> **Directions for this task**:
Starting from the line containing "target | woman's hair", write out the rest of the entries exactly, through the final line, including nothing else.

(Coordinate labeling data)
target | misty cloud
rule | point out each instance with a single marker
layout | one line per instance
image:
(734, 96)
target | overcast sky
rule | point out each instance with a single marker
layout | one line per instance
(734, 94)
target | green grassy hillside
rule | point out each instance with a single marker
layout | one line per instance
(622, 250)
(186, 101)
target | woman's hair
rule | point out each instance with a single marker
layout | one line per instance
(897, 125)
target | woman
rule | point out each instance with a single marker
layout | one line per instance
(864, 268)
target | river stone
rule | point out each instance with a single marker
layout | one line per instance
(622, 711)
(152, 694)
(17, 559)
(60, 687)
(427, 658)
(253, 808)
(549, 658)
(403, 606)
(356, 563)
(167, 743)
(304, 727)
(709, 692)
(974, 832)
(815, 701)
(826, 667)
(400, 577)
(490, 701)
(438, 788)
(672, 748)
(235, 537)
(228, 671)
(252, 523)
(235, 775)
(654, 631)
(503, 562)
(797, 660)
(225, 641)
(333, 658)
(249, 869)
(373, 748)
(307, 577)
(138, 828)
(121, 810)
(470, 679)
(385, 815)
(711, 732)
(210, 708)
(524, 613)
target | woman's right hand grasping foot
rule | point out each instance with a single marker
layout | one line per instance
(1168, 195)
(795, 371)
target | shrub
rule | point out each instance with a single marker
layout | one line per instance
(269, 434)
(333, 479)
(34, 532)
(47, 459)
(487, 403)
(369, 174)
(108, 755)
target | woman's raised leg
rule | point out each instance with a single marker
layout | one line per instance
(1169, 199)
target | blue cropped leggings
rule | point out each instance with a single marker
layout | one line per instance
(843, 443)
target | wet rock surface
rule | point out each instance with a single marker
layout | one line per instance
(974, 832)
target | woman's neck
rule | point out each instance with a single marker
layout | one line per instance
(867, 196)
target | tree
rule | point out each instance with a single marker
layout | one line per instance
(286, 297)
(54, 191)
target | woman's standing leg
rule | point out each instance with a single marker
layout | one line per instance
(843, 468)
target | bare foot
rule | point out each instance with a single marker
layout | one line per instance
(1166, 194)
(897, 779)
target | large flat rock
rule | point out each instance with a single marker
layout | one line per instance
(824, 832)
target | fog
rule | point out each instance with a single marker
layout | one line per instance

> **Result of the exercise**:
target | woman's hair
rule | point out each instance with a single marker
layout | one line per instance
(897, 125)
target | woman
rule | point out each instance with a single marker
layout | one line per instance
(864, 268)
target | river stone
rule | point out each instance with a single marker
layout | one line per instance
(622, 711)
(152, 694)
(17, 559)
(60, 687)
(427, 658)
(253, 808)
(549, 658)
(403, 606)
(356, 563)
(167, 743)
(304, 727)
(709, 692)
(974, 832)
(815, 701)
(826, 667)
(400, 577)
(490, 701)
(438, 788)
(672, 748)
(235, 537)
(228, 671)
(252, 523)
(235, 775)
(654, 631)
(503, 562)
(797, 660)
(225, 641)
(333, 658)
(249, 869)
(373, 748)
(307, 577)
(138, 828)
(121, 810)
(470, 679)
(385, 815)
(711, 732)
(210, 708)
(524, 613)
target | woman's right hand grasping foot
rule | point out each instance with a single marker
layout | one line per instance
(1168, 195)
(795, 371)
target | shrub
rule | point out each instance with a single marker
layout | one line per instance
(269, 434)
(333, 479)
(34, 532)
(47, 459)
(487, 403)
(369, 174)
(108, 755)
target | woman's raised leg
rule | point out each instance with a single marker
layout | one line per instance
(1169, 199)
target | blue cropped leggings
rule | point out each instance with a single marker
layout | one line per instance
(843, 443)
target | wet rock surface
rule | point out each instance with a single marker
layout | one line per instance
(974, 832)
target | woman's neck
rule | point out each instance with a single marker
layout | one line per instance
(867, 196)
target | tree
rule | point out each instance with a single marker
layout | one line per instance
(286, 297)
(54, 191)
target | woman's standing leg
rule | point out each instance with a single marker
layout | one line per instance
(843, 468)
target | bare foot
rule | point out each instance with a single marker
layout | one line per instance
(1166, 194)
(897, 779)
target | large flat rock
rule | point out each instance with a single marker
layout | one line per instance
(824, 832)
target | fog
rule | point out each instance with a single marker
layout | one line per instance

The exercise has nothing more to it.